··· DATA FOR THE TASK

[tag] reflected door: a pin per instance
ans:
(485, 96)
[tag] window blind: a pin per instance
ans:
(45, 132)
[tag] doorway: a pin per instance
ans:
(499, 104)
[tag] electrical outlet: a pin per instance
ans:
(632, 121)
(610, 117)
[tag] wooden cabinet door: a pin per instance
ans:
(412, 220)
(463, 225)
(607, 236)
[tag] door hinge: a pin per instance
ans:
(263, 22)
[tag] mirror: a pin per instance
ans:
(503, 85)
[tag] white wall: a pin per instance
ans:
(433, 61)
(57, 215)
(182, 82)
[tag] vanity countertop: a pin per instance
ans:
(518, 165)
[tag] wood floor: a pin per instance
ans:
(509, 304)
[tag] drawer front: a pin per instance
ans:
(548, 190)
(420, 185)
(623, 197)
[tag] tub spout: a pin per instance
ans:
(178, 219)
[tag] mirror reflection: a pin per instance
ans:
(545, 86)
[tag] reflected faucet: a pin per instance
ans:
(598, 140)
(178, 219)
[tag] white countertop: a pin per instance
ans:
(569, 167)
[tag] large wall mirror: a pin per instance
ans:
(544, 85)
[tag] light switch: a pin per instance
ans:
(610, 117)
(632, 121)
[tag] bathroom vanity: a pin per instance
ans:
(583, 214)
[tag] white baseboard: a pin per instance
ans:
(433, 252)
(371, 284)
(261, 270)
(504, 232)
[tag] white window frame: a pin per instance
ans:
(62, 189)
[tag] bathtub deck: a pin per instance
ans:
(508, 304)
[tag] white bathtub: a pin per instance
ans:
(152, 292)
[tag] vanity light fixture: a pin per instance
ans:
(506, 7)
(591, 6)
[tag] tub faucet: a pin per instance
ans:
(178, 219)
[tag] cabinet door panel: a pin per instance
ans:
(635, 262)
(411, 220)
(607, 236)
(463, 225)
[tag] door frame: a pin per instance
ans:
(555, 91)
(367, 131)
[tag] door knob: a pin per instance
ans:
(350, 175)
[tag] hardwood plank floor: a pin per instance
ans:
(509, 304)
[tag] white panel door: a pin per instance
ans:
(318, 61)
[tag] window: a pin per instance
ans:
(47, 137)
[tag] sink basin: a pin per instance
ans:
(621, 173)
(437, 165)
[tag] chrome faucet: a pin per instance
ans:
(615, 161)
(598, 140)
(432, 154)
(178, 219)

······
··· DATA FOR THE TASK

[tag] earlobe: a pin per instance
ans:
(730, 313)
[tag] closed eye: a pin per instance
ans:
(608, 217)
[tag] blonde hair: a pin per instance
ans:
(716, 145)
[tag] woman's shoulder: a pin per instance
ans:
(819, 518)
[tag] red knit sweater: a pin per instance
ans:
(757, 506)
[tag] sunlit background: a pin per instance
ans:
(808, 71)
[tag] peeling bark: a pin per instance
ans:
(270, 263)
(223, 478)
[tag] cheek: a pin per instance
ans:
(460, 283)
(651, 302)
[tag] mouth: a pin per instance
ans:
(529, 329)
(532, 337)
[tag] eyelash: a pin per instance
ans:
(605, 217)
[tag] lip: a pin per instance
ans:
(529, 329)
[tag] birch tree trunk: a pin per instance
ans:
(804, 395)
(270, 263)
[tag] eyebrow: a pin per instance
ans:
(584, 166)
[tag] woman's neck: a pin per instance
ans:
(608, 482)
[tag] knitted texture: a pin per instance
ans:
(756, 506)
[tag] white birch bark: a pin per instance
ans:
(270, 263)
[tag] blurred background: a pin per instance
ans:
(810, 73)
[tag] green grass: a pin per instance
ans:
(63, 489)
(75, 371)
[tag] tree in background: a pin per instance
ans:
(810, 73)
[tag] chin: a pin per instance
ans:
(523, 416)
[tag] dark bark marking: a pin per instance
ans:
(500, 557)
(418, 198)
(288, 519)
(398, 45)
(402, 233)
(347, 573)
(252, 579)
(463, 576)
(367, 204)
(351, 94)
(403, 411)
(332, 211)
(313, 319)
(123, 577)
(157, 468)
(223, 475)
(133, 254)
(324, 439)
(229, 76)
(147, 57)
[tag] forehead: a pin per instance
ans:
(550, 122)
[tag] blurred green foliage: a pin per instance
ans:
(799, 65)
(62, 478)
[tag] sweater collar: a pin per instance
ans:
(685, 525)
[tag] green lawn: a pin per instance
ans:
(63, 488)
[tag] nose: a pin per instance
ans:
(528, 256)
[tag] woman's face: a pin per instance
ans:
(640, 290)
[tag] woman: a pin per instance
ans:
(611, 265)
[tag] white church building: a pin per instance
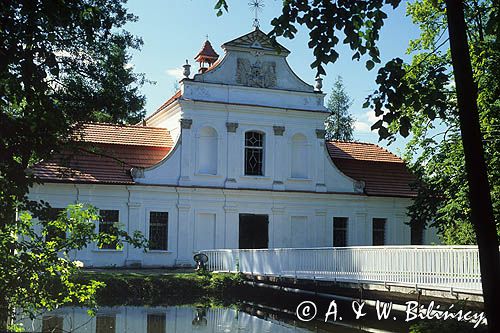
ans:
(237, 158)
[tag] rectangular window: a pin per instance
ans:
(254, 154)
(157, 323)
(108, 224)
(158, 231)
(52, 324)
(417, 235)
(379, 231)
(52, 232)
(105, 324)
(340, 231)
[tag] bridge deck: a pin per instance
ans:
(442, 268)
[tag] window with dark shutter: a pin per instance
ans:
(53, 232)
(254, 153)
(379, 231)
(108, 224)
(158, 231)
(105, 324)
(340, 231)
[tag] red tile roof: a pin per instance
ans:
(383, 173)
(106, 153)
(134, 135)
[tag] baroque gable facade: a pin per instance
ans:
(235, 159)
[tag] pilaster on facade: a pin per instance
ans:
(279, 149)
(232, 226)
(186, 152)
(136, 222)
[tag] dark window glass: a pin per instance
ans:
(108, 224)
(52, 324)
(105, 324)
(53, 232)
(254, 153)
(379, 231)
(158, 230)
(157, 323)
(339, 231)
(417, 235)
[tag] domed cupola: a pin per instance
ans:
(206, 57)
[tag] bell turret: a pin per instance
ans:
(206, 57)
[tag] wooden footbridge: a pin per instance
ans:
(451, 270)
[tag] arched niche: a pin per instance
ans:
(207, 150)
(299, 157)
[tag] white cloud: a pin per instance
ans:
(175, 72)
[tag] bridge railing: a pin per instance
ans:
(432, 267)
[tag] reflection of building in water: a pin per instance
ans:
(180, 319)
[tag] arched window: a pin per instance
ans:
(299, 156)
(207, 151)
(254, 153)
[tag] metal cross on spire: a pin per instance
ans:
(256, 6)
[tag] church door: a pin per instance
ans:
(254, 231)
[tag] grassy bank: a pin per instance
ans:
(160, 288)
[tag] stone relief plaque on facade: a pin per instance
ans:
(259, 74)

······

#### THE PROBLEM:
Find each line in the items above that contains the word "sweater", and copy those lines. Treat uppercase and lowercase letters as different.

#### RESULT OF THE TASK:
[tag] red knit sweater: a pin per instance
[tag] sweater collar: a pin per instance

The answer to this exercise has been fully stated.